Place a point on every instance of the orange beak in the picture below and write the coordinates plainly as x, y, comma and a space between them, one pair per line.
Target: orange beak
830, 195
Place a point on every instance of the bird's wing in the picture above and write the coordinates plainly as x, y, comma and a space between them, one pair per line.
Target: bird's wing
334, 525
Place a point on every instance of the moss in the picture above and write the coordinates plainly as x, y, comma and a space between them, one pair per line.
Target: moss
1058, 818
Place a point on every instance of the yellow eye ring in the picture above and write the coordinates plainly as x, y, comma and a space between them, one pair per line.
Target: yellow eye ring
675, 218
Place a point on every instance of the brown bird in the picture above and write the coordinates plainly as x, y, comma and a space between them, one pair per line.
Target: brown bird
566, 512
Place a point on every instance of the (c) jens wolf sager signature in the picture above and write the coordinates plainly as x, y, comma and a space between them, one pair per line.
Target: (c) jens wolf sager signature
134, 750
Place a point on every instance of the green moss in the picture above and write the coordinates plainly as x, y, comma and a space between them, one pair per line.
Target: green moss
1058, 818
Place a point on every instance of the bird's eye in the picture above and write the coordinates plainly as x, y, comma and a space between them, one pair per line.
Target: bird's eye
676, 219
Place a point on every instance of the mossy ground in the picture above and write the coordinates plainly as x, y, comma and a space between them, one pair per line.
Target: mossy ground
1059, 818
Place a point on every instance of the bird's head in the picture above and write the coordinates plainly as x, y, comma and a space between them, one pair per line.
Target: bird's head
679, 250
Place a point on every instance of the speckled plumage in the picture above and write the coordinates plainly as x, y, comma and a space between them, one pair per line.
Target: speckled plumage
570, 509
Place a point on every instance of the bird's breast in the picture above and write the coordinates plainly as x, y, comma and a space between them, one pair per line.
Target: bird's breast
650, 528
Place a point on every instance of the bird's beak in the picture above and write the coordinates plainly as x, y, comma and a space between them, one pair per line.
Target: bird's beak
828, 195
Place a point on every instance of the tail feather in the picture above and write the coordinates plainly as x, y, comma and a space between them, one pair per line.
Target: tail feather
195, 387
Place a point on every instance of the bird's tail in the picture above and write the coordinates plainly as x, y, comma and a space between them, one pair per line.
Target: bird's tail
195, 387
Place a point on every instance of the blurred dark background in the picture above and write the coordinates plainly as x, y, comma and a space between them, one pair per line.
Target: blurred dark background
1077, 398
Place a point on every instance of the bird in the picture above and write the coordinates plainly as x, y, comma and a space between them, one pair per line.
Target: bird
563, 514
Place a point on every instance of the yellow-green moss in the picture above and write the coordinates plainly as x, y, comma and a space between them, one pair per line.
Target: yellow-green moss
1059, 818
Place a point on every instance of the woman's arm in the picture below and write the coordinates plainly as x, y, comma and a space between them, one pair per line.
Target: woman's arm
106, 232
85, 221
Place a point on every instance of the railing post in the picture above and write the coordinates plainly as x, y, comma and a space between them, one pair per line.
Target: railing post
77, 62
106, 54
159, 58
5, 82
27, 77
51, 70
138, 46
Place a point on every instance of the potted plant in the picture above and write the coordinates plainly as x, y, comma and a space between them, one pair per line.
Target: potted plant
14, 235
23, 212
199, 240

What is expected
Rewrite all of the entries above, changing every "Target" to "Label" and keeping everything else the same.

Solution for this exercise
Place a point on every instance of the orange beak in the picture below and write the coordinates plainly as x, y, comma and a space between them, one pair per line.
Label: orange beak
830, 195
Place a point on every instance of the bird's wing in the picture above and write the coordinates plainly as x, y, comma and a space between them, one pair per line.
Label: bird's wing
334, 525
Place a point on every instance of the moss in the picture above and write the coordinates plainly as x, y, comma and a space between them, one pair per line.
Label: moss
1058, 818
Place a point on every instance of the yellow eye ring in the picture above and write the coordinates plainly as x, y, comma and a space between them, one pair per line.
Label: yellow eye ring
675, 218
Place a point on every instance of the brown bird in the picture above and write the coordinates plainly as x, y, comma and a space between them, one pair per line.
Label: brown bird
566, 512
Place a point on every instance of the (c) jens wolf sager signature in the picture above and write the coordinates plainly as x, y, comma and a space between them, one pair per line.
Label: (c) jens wolf sager signature
134, 750
Place a point on every instance of the green moss in the picture above and write the coordinates plainly as x, y, comma and a space between them, one pair per line.
Label: green moss
1058, 818
Place a point on every instance of the bird's eye in the picture above and write the coordinates plainly as x, y, comma and a space between them, one pair per line.
Label: bird's eye
676, 219
Place a point on every instance of the mossy ground in the picture above and write the coordinates plainly as x, y, comma and a space between them, one pair per line.
Label: mossy ground
1059, 818
Place a point on every instance of the bird's head in the picture above and write the coordinates plainly as x, y, comma and a space between them, one pair per line.
Label: bird's head
679, 250
Place a point on every instance of the speckled plumage in the picture above and write the coordinates plainly as x, y, comma and a space between them, one pair per line.
Label: speckled plumage
570, 509
Place a point on every instance of the bird's breast in the picture above and write the coordinates plainly as x, y, comma and a space between them, one pair per line.
Label: bird's breast
650, 528
Place a point on every instance of the bird's beak in the picture above and write the coordinates plainly as x, y, comma and a space between them, one pair per line.
Label: bird's beak
828, 195
Place a point on every instance of the tail feather in the picture above and write the coordinates plainly as x, y, comma and a space between them, one pair per line.
Label: tail feather
195, 387
Place a point on every instance of the bird's tail in the picture above and write the coordinates plainly as x, y, comma and a space between them, one pair per line.
Label: bird's tail
195, 387
Place a point on every instance of the blurred dark background in the picture above and write the coordinates plainly as x, y, comma and a space between them, one pair per line.
Label: blurred dark background
1077, 398
Place a point on every instance of the bird in the picture above and write the coordinates plainly as x, y, comma and a space between them, one pair per line.
Label: bird
563, 514
Place a point on every instance of the yellow-green moss in the picture above and write the coordinates plainly as x, y, comma and a space between them, one pair per line.
Label: yellow-green moss
1059, 818
Place a point on every instance of the woman's arm in the picture below and write the coordinates plainly as x, y, comma and a space between them, one pair per line.
Label: woman's arm
106, 232
85, 221
Place a point on every instance of the railing post in the picture above and write the coordinates plainly as x, y, comma and a space between them, one pair per line.
Label: railing post
77, 62
106, 54
159, 58
5, 82
27, 77
51, 70
138, 46
Place a point on every instance of the potted plant in the picture above and write the coordinates plainly as x, y, comma and a space between them, one pair per line.
Label: potted plant
14, 235
23, 212
199, 240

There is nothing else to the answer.